## GOAL
Reproduce the line that holds "of the tree." together with all the lines after it up to the end of the entries.

## EXTRACTED INFORMATION

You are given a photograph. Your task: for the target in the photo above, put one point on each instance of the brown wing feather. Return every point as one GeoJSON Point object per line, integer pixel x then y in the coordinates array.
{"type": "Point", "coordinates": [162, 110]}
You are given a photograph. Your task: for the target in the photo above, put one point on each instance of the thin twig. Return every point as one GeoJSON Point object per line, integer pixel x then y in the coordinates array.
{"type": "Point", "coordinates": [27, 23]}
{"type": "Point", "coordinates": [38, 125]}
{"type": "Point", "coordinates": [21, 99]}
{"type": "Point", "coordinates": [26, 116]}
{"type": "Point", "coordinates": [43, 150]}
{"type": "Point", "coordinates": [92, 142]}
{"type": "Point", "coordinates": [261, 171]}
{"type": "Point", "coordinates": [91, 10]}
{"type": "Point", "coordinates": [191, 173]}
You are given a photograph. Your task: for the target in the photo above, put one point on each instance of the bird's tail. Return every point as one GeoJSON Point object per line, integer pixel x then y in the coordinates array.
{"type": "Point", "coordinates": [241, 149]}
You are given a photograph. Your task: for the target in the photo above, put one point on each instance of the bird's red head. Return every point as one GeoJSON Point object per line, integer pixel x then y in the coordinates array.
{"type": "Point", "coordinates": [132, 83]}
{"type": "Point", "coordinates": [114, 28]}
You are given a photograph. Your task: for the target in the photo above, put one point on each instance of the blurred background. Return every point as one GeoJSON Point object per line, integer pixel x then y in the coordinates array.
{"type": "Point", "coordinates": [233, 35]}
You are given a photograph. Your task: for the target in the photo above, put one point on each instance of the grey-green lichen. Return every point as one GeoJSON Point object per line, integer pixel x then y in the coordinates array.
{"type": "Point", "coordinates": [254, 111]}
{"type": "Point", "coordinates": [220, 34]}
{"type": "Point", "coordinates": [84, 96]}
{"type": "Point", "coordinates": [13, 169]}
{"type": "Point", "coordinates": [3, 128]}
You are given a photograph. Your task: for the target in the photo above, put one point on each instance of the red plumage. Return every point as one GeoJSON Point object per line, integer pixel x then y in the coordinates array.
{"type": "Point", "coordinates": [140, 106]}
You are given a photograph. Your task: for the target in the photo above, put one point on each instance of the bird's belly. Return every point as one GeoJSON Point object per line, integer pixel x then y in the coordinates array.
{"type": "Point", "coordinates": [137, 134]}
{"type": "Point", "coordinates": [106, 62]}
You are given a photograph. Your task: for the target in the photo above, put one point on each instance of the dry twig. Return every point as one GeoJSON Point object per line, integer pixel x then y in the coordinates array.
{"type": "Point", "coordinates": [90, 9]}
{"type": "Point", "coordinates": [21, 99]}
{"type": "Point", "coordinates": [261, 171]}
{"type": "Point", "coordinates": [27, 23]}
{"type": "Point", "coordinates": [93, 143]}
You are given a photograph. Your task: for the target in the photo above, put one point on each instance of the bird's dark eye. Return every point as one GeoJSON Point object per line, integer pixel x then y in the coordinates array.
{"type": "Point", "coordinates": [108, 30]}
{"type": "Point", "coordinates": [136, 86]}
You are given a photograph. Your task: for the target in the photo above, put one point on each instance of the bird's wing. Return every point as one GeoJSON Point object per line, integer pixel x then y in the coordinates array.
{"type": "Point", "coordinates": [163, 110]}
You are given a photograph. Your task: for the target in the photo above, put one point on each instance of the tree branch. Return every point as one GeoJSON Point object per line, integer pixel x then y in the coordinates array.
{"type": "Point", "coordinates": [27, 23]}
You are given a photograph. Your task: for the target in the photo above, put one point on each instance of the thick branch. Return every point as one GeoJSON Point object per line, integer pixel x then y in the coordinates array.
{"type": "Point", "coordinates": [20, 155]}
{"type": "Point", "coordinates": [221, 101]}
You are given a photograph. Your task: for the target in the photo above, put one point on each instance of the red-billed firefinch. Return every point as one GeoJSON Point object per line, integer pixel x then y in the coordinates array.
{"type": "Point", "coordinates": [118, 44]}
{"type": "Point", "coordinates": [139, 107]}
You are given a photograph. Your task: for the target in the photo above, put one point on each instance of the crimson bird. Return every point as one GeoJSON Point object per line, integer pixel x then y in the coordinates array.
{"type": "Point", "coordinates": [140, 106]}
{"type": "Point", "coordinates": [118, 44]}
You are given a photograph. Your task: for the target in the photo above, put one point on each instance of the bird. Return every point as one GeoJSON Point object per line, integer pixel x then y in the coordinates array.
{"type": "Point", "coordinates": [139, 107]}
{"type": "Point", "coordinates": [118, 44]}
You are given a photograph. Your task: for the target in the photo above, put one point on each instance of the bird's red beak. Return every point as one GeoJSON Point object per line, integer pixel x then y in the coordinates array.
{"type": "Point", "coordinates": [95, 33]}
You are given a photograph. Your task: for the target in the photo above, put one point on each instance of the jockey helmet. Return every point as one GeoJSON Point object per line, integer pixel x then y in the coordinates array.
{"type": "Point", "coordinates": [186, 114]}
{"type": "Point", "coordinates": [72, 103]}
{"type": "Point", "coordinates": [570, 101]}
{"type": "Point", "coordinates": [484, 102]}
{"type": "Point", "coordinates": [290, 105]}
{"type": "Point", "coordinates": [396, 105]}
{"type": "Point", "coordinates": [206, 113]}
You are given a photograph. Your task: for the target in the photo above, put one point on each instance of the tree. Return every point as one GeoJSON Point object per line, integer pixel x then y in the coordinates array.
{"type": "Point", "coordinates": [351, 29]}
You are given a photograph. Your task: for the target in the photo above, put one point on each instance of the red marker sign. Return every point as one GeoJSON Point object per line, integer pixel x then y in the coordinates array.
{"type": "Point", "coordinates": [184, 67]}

## IN RESPONSE
You are given a photograph. Your task: for the target in the photo above, put one point on each instance of the tree. Return every point as one GeoJSON Point object per line, integer pixel x then y in the coordinates array.
{"type": "Point", "coordinates": [351, 29]}
You are given a photograph. Your task: for the target in the photo above, put one point on each instance of the red marker sign. Return every point as one GeoJSON Point object per line, integer pixel x then y in the coordinates array.
{"type": "Point", "coordinates": [184, 67]}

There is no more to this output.